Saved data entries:
****

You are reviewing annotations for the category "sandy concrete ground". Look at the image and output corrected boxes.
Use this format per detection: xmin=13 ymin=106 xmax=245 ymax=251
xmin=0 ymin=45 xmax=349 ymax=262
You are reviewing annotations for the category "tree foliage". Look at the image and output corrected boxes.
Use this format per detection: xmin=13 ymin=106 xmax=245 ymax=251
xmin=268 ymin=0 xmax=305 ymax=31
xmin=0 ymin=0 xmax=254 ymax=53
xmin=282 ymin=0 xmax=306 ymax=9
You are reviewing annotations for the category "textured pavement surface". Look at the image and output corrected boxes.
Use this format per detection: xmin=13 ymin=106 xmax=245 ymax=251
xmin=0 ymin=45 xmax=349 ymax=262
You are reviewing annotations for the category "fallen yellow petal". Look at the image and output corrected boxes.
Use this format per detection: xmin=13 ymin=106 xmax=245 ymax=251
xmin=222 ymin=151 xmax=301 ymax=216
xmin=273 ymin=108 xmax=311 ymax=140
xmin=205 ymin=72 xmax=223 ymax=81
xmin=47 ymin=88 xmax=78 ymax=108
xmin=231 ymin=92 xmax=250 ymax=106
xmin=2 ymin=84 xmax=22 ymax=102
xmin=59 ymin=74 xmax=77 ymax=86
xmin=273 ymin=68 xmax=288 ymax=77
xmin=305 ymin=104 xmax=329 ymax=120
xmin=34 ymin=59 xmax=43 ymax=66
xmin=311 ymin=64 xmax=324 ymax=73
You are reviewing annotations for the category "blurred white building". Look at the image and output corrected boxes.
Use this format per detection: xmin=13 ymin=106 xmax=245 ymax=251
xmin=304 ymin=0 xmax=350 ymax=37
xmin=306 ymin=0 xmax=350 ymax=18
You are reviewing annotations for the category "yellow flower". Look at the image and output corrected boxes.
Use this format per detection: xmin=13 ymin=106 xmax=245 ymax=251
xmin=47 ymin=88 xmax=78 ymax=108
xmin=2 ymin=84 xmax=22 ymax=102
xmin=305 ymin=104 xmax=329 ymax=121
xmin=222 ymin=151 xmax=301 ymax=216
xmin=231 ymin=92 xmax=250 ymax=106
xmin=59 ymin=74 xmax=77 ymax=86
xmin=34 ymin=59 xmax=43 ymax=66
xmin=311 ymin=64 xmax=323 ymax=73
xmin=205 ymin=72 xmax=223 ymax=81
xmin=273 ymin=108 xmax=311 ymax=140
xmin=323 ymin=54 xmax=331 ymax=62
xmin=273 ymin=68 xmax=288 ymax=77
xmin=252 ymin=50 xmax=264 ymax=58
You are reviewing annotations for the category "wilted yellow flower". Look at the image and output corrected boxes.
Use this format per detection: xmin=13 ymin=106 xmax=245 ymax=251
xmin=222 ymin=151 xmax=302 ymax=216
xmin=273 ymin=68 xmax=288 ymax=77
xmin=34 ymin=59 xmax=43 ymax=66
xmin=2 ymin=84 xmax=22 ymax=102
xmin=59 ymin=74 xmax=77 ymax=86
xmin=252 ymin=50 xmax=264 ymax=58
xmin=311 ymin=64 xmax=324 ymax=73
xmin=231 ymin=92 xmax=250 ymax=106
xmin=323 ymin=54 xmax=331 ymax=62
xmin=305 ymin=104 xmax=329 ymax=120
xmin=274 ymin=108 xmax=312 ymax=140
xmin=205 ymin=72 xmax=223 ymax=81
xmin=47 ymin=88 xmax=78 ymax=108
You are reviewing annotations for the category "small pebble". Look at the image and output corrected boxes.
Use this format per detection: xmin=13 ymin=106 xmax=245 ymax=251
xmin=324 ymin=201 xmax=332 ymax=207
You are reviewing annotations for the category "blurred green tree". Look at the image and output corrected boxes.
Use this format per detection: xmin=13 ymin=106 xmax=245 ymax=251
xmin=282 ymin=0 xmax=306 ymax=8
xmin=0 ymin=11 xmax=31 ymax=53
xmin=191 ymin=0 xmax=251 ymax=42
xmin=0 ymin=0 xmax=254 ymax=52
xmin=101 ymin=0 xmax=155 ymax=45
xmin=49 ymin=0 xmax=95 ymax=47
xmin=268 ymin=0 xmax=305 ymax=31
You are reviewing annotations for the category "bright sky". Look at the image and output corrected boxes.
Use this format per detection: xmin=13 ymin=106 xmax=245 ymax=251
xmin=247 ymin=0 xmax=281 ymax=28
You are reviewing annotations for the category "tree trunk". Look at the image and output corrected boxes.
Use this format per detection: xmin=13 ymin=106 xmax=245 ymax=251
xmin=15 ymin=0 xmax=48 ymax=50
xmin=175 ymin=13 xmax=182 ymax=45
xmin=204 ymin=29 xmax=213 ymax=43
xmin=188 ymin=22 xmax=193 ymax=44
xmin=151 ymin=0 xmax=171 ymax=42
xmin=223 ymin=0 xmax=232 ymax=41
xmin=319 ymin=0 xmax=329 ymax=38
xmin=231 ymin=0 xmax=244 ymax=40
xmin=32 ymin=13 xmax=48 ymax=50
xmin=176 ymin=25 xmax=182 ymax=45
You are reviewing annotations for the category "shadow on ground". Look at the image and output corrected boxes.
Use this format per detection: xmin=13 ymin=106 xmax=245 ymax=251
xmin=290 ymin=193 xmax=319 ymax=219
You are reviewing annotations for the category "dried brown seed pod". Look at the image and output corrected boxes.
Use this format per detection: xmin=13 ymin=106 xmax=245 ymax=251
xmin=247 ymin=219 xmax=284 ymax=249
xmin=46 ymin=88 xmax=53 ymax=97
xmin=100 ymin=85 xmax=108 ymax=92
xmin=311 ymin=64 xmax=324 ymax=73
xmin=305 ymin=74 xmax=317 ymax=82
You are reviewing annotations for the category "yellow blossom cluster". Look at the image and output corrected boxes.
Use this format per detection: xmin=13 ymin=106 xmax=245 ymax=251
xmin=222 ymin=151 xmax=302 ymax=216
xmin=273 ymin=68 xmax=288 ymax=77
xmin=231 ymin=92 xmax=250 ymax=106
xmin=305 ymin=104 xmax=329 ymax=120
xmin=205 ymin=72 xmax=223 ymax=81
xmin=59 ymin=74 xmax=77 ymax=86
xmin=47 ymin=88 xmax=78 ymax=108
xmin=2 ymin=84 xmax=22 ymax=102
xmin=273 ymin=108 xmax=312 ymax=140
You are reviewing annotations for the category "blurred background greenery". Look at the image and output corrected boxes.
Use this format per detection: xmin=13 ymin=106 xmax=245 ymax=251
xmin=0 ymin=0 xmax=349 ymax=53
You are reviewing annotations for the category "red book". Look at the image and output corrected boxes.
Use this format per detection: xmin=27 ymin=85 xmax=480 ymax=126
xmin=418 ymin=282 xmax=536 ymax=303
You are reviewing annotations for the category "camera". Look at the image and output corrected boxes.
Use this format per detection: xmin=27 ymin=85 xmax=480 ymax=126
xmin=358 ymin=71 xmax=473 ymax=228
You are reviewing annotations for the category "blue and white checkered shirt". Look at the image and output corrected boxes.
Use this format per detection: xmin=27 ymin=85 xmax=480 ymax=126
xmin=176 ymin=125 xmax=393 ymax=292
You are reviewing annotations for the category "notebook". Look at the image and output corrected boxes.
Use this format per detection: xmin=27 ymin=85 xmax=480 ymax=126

****

Required action →
Locate the word "yellow" in the entries, and copy every line where it is found.

Result →
You are reviewing annotations for the category "fallen yellow petal". Look at the image and output corrected boxes.
You are reviewing annotations for the category "yellow flower". Look at the image and output corrected boxes.
You are reviewing annotations for the category "wilted yellow flower". Look at the image and output corrected boxes.
You are reviewing annotations for the category "yellow blossom cluster". Look at the image and output corrected boxes.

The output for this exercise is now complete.